### DATA IN THIS EXERCISE
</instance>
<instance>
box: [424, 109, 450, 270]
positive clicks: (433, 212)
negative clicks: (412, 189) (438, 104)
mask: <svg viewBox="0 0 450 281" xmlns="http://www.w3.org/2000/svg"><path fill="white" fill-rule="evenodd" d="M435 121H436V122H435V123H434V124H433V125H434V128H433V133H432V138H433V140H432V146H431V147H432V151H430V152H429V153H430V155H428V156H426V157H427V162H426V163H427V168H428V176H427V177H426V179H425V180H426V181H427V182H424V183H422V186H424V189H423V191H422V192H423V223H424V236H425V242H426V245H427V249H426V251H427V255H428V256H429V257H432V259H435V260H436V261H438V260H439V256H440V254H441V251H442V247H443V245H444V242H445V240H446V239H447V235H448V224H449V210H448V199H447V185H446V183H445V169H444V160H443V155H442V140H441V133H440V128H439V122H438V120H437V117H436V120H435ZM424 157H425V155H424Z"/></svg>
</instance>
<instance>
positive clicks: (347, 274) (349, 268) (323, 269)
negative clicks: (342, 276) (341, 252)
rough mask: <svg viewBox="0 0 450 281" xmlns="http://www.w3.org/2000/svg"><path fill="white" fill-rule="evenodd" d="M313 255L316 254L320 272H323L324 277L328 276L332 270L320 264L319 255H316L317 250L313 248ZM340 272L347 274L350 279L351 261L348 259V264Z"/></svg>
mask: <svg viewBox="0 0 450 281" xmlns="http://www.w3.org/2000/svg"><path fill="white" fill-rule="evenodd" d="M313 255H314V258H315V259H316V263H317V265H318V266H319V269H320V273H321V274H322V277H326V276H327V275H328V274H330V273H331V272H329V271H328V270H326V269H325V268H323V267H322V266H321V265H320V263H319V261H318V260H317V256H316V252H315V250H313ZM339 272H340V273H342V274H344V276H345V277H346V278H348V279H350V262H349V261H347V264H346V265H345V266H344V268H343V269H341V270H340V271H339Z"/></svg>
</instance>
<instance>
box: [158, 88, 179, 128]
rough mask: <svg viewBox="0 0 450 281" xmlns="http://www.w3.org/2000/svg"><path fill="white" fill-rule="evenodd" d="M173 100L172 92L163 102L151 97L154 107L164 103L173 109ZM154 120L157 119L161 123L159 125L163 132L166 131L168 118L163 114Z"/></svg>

### ACTIVITY
When you reach the line holding "negative clicks: (412, 189) (438, 104)" in the records above, begin reproducing exactly, stop after the line holding "negative clicks: (342, 276) (341, 252)", and output nothing else.

### WRITTEN REPLY
negative clicks: (412, 189) (438, 104)
mask: <svg viewBox="0 0 450 281" xmlns="http://www.w3.org/2000/svg"><path fill="white" fill-rule="evenodd" d="M435 121H436V122H435V123H434V124H433V125H434V128H433V133H432V138H433V140H432V146H431V147H432V151H430V152H429V153H430V155H428V156H426V157H427V162H426V163H427V168H428V176H427V177H426V179H425V180H426V181H427V182H424V183H422V186H424V189H423V191H422V192H423V223H424V236H425V242H426V245H427V249H426V251H427V255H428V256H429V257H432V259H435V260H436V261H438V260H439V256H440V254H441V251H442V247H443V245H444V242H445V240H446V239H447V235H448V224H449V210H448V199H447V185H446V183H445V169H444V160H443V155H442V140H441V133H440V128H439V122H438V120H437V117H436V120H435ZM424 157H425V155H424Z"/></svg>
</instance>
<instance>
positive clicks: (347, 274) (349, 268) (323, 269)
negative clicks: (342, 276) (341, 252)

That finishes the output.